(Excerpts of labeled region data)
—————

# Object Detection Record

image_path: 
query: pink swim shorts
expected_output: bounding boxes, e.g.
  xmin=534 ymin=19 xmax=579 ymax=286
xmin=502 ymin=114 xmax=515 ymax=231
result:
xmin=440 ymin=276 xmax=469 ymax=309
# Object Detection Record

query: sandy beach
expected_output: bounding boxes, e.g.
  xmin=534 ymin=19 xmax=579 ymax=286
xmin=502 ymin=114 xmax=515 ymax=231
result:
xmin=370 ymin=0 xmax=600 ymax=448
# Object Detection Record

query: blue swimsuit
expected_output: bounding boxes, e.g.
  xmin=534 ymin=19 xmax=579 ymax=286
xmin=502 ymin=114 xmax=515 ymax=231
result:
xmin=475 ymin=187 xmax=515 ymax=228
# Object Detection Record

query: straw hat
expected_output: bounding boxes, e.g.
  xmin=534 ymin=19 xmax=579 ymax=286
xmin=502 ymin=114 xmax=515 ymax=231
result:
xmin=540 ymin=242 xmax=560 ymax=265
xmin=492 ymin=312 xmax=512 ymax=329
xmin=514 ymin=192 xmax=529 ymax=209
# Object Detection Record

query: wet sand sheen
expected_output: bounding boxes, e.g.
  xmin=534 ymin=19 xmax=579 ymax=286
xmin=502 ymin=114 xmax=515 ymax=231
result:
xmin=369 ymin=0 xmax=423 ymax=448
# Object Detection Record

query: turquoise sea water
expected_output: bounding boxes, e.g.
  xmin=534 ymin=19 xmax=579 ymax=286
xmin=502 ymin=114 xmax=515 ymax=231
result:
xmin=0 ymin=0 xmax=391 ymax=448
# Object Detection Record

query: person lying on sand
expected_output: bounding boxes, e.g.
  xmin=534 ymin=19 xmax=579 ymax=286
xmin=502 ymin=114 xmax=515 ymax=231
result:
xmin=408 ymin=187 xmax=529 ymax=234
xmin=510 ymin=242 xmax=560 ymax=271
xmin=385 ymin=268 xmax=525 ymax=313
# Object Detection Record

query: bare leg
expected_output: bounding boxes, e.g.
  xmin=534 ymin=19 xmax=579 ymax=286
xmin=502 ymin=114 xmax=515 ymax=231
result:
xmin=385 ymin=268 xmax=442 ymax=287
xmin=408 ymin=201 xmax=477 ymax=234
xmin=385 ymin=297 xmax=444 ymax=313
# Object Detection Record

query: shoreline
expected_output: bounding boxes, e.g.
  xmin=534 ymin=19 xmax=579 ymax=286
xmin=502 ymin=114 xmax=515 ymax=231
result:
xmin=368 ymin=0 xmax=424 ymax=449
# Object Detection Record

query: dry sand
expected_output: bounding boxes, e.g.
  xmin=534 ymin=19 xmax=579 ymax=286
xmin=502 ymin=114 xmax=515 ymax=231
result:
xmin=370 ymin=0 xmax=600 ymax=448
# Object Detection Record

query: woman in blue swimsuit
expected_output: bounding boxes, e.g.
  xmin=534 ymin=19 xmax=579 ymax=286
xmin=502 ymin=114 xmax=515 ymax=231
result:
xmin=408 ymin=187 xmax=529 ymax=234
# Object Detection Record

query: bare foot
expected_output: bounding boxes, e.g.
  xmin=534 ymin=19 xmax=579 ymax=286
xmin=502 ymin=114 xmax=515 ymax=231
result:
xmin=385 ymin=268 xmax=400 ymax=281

—————

WRITTEN REQUEST:
Please count the lines above that contain the string "swimsuit", treating uppercase and lowercase as different, and reply with the number alone.

RESULT:
2